Copy word for word, and only, the lines below from the one with "Mark the region" through the last.
# # # # # # #
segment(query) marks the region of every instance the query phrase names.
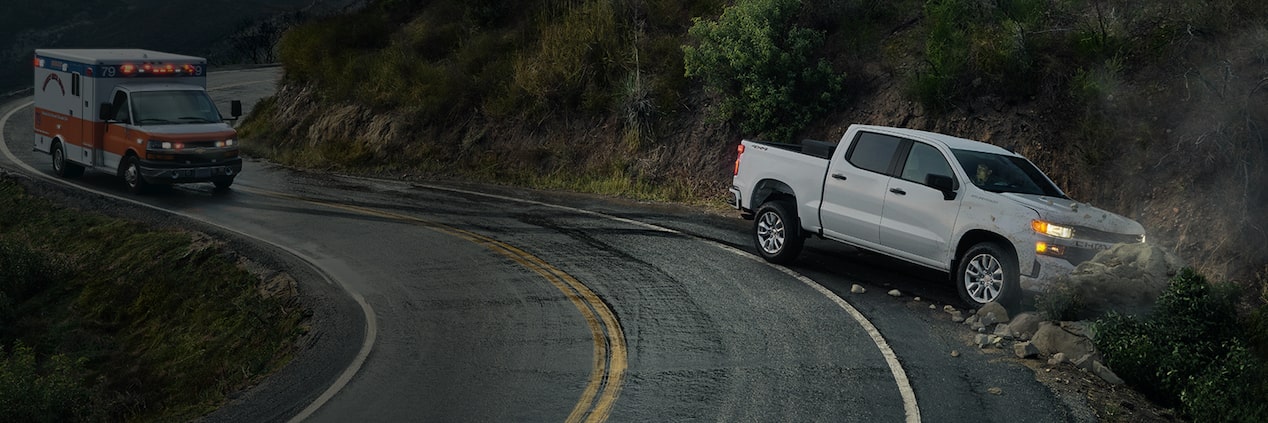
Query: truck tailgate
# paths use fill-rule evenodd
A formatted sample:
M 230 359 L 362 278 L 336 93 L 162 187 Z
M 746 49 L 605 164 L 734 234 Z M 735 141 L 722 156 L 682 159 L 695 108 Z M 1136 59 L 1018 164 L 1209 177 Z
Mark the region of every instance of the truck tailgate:
M 801 226 L 818 230 L 819 203 L 823 199 L 828 160 L 774 144 L 745 140 L 741 145 L 744 152 L 740 154 L 738 170 L 732 179 L 732 191 L 738 194 L 736 206 L 756 210 L 769 193 L 765 187 L 783 184 L 797 197 Z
# # # # # # #
RESULT FOR THIS TASK —
Mark the region of every instance of the truck tailgate:
M 801 226 L 818 230 L 819 203 L 823 199 L 828 160 L 774 144 L 745 140 L 741 145 L 744 152 L 740 154 L 738 170 L 732 179 L 732 191 L 738 194 L 736 206 L 756 210 L 769 193 L 765 187 L 783 184 L 797 197 Z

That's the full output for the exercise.